» Provided passage
————————
# A good trainer in Indiana?



## Kada's Mom (Apr 6, 2012)

Hello,
I'm new to the forum and hoping for help. We're NW of Indy about 40 miles. Kada joined us a year ago as a 4-year old GSD from an abusive, neglectful home where she was caged, beaten, and starved. She's gained 30 pounds, is sweet and loving (and so SMART!)... ok - sweet and loving to hubby and me and "her" cats... but Cujo on anyone else. We went thru basic obedience classes outside the home, where she did very well... but on "her" property is another story. The fear aggression is intense. She can't be crated due to past abuse, but she has a "safe place" she is to go to. Even there, she shakes, drools, and snarls - and lunges - if a visitor so much as moves. When we go for walks, she's skittish and focused on everything but us. We're thinking maybe e-collar training? Does anyone know of an e-coller trainer in the Lafayette area? She is a lovely girl and deserves to be free of this terrible fear aggression. As smart as she is, she doesn't trust me to keep her safe. 
Please? Can anyone help? Thank you - I am so grateful to have found this forum!


----------



## cshepherd9 (Feb 11, 2010)
————————
» Entries shown
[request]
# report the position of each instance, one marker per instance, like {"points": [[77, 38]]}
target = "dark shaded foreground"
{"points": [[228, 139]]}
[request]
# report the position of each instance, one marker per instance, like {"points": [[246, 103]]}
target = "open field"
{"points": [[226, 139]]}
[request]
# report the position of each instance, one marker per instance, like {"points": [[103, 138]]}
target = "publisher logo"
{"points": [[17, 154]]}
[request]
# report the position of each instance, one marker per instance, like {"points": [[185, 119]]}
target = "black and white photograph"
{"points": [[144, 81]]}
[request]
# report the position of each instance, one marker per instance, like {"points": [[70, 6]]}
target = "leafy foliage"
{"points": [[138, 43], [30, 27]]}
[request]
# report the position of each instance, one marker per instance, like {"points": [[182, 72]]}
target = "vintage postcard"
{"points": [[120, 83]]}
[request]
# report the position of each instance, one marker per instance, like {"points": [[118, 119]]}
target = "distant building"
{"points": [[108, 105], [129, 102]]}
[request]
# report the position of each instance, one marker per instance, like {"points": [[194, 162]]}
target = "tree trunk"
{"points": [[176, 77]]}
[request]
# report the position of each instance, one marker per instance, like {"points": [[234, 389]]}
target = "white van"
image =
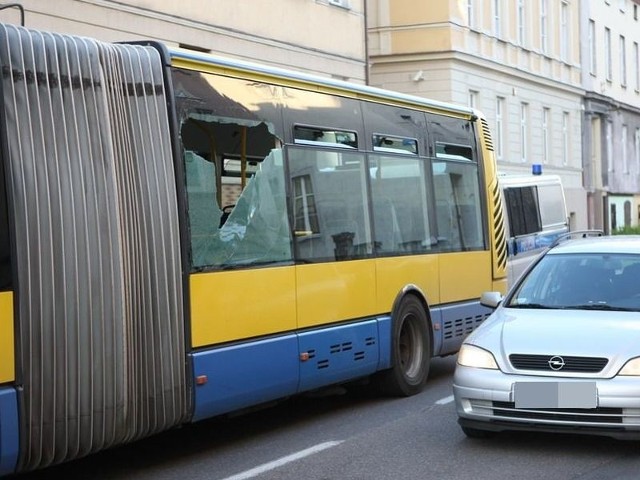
————————
» Your objective
Pick up the forum thread about finding a trainer in Indiana where it stops, with the reply from cshepherd9.

» Expected answer
I don't know a trainer in Lafayette but I had a trainer in NW Indy that helped me with a reactive, nervous dog. She does private in-home training but I don't know how far she will travel. She has done work with Purdue vet students in the past so maybe she will help. If nothing else I think she is very knowledgable about dog behavior so she may have some advice for you. Here is her website. 

Indianapolis Dog Trainer | Carmel Puppy Training


----------



## onyx'girl (May 18, 2007)

Roni Hoff is in Northern Indiana and does e-collar training. Maybe contact her for help. She is busy right now though with the AWDF coming up but a consultation may be helpful. 
Elkhart Indiana Dog Trainer - Dog Obedience - Dog Behavior Problems - Pet Training
If you are local enough to go to the trial, I would! You could make some contacts possibly there on local trainers.


----------



## Smithie86 (Jan 9, 2001)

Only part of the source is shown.